# WHAT THE TASK ASKS
Which lines in the records below contain the word "distant"? Pull out each of them and copy it whole.

##############################

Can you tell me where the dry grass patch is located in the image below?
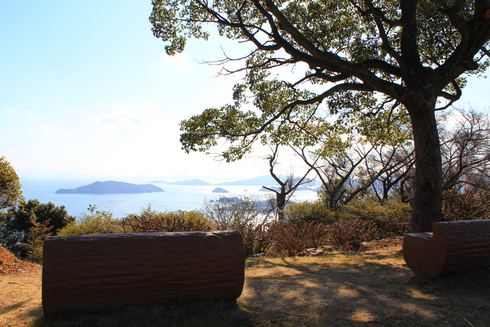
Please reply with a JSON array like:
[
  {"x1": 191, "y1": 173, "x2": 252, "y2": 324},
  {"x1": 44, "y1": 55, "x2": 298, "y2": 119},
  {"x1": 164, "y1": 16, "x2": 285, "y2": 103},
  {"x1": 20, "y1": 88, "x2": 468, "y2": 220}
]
[{"x1": 0, "y1": 238, "x2": 490, "y2": 327}]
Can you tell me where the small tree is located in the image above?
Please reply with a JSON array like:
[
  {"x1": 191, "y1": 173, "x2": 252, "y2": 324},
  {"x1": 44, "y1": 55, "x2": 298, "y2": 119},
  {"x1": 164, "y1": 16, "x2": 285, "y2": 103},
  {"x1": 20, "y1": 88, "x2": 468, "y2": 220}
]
[
  {"x1": 150, "y1": 0, "x2": 490, "y2": 231},
  {"x1": 0, "y1": 157, "x2": 22, "y2": 210},
  {"x1": 263, "y1": 145, "x2": 312, "y2": 221}
]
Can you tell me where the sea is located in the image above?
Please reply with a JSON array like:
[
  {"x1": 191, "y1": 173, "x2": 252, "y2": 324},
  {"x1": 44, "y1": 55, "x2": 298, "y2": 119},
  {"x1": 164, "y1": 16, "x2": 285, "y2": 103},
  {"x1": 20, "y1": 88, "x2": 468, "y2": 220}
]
[{"x1": 22, "y1": 180, "x2": 317, "y2": 218}]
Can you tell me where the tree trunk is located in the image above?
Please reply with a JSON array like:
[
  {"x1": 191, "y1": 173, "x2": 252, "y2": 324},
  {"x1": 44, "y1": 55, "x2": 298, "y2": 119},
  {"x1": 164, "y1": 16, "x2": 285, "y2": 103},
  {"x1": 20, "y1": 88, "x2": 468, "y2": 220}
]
[{"x1": 407, "y1": 97, "x2": 442, "y2": 232}]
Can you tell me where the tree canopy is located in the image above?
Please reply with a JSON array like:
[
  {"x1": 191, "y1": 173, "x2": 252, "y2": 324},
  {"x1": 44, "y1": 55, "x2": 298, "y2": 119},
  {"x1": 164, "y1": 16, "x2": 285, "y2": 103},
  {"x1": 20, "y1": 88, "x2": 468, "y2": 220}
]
[{"x1": 150, "y1": 0, "x2": 490, "y2": 230}]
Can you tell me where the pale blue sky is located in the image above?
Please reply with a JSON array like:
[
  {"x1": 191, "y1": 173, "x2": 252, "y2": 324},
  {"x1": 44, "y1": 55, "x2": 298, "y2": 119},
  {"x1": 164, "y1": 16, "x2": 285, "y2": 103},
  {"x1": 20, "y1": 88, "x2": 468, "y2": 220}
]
[{"x1": 0, "y1": 0, "x2": 490, "y2": 182}]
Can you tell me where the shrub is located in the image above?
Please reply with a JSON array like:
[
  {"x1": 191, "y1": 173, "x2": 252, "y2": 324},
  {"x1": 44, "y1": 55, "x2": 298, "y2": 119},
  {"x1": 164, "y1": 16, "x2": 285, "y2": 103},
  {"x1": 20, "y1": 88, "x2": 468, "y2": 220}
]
[
  {"x1": 121, "y1": 208, "x2": 212, "y2": 232},
  {"x1": 0, "y1": 200, "x2": 74, "y2": 261},
  {"x1": 285, "y1": 201, "x2": 337, "y2": 222},
  {"x1": 206, "y1": 198, "x2": 271, "y2": 255},
  {"x1": 443, "y1": 185, "x2": 490, "y2": 220},
  {"x1": 58, "y1": 207, "x2": 123, "y2": 236},
  {"x1": 8, "y1": 200, "x2": 75, "y2": 235},
  {"x1": 328, "y1": 218, "x2": 383, "y2": 251}
]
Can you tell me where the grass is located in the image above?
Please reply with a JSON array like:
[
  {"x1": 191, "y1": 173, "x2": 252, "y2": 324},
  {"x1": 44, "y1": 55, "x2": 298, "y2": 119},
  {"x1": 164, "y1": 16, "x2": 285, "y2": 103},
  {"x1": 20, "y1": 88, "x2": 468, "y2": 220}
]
[{"x1": 0, "y1": 241, "x2": 490, "y2": 327}]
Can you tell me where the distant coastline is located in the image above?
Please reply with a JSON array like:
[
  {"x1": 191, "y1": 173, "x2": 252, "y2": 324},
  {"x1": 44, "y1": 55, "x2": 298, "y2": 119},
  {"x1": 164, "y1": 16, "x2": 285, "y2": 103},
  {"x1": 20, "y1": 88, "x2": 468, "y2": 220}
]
[{"x1": 56, "y1": 181, "x2": 164, "y2": 194}]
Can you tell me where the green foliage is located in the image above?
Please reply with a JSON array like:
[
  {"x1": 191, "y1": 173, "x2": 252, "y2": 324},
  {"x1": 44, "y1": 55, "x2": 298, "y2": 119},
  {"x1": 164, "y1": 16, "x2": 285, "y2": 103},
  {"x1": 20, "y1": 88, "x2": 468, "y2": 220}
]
[
  {"x1": 0, "y1": 200, "x2": 74, "y2": 261},
  {"x1": 0, "y1": 157, "x2": 22, "y2": 210},
  {"x1": 9, "y1": 200, "x2": 75, "y2": 235},
  {"x1": 266, "y1": 221, "x2": 329, "y2": 257},
  {"x1": 206, "y1": 198, "x2": 271, "y2": 255},
  {"x1": 121, "y1": 208, "x2": 213, "y2": 232},
  {"x1": 285, "y1": 201, "x2": 338, "y2": 223},
  {"x1": 58, "y1": 207, "x2": 123, "y2": 236}
]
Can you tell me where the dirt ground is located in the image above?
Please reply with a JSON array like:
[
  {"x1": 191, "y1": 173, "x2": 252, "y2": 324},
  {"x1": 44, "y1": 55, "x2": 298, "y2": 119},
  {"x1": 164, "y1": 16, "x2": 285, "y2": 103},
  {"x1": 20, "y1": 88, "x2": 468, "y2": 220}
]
[{"x1": 0, "y1": 242, "x2": 490, "y2": 327}]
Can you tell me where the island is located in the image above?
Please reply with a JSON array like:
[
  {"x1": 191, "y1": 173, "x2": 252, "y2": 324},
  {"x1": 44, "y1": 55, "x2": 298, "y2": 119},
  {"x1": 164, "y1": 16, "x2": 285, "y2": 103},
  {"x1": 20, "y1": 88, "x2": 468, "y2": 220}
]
[
  {"x1": 56, "y1": 181, "x2": 163, "y2": 194},
  {"x1": 213, "y1": 187, "x2": 229, "y2": 193},
  {"x1": 153, "y1": 179, "x2": 211, "y2": 186}
]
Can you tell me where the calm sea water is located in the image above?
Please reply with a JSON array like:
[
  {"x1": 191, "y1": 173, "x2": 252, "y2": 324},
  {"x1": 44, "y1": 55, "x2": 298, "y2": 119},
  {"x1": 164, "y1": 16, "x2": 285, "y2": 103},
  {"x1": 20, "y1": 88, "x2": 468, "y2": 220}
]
[{"x1": 22, "y1": 180, "x2": 317, "y2": 217}]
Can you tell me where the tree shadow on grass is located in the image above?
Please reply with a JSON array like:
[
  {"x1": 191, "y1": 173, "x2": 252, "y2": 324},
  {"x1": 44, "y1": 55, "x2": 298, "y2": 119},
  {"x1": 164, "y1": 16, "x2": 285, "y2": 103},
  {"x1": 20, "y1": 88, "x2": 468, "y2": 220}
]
[
  {"x1": 240, "y1": 256, "x2": 490, "y2": 327},
  {"x1": 0, "y1": 300, "x2": 29, "y2": 315},
  {"x1": 33, "y1": 302, "x2": 254, "y2": 327}
]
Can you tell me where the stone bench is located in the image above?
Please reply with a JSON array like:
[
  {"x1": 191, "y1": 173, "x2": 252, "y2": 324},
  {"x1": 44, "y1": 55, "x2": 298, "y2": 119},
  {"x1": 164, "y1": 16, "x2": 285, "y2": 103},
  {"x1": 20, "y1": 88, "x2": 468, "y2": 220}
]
[
  {"x1": 42, "y1": 232, "x2": 245, "y2": 316},
  {"x1": 403, "y1": 220, "x2": 490, "y2": 278}
]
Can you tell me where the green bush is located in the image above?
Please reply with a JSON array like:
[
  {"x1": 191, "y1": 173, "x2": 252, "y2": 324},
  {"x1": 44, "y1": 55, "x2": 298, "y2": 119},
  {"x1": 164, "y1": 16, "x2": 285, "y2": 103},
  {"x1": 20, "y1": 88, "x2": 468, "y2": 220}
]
[
  {"x1": 206, "y1": 198, "x2": 271, "y2": 255},
  {"x1": 121, "y1": 209, "x2": 213, "y2": 233},
  {"x1": 266, "y1": 221, "x2": 329, "y2": 256},
  {"x1": 58, "y1": 209, "x2": 124, "y2": 236},
  {"x1": 8, "y1": 200, "x2": 75, "y2": 235},
  {"x1": 284, "y1": 201, "x2": 338, "y2": 222},
  {"x1": 328, "y1": 218, "x2": 384, "y2": 251},
  {"x1": 0, "y1": 200, "x2": 74, "y2": 261}
]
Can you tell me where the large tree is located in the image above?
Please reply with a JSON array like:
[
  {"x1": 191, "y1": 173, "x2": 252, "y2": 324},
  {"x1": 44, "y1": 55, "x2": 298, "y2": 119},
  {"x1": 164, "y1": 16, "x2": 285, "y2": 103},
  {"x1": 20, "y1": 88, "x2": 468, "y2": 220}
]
[{"x1": 150, "y1": 0, "x2": 490, "y2": 231}]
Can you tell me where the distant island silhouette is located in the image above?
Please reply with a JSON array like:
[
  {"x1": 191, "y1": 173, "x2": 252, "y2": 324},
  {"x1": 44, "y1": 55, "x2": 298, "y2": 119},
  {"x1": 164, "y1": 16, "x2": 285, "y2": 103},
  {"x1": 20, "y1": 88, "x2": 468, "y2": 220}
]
[
  {"x1": 56, "y1": 181, "x2": 163, "y2": 194},
  {"x1": 213, "y1": 187, "x2": 229, "y2": 193}
]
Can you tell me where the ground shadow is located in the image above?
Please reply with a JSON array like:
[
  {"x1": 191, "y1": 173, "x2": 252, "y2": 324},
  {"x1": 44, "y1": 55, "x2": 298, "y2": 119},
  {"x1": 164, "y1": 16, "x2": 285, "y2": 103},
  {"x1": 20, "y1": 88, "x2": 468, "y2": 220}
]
[{"x1": 241, "y1": 253, "x2": 490, "y2": 327}]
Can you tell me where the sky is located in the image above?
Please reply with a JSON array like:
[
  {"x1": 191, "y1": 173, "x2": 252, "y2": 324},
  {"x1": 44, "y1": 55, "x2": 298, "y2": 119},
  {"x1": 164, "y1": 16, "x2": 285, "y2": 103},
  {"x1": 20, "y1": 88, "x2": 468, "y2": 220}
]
[{"x1": 0, "y1": 0, "x2": 490, "y2": 180}]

##############################

# TASK ANSWER
Can you tell me where the distant coastline is located in the image above?
Can you tell me where the distant island silhouette is located in the image above?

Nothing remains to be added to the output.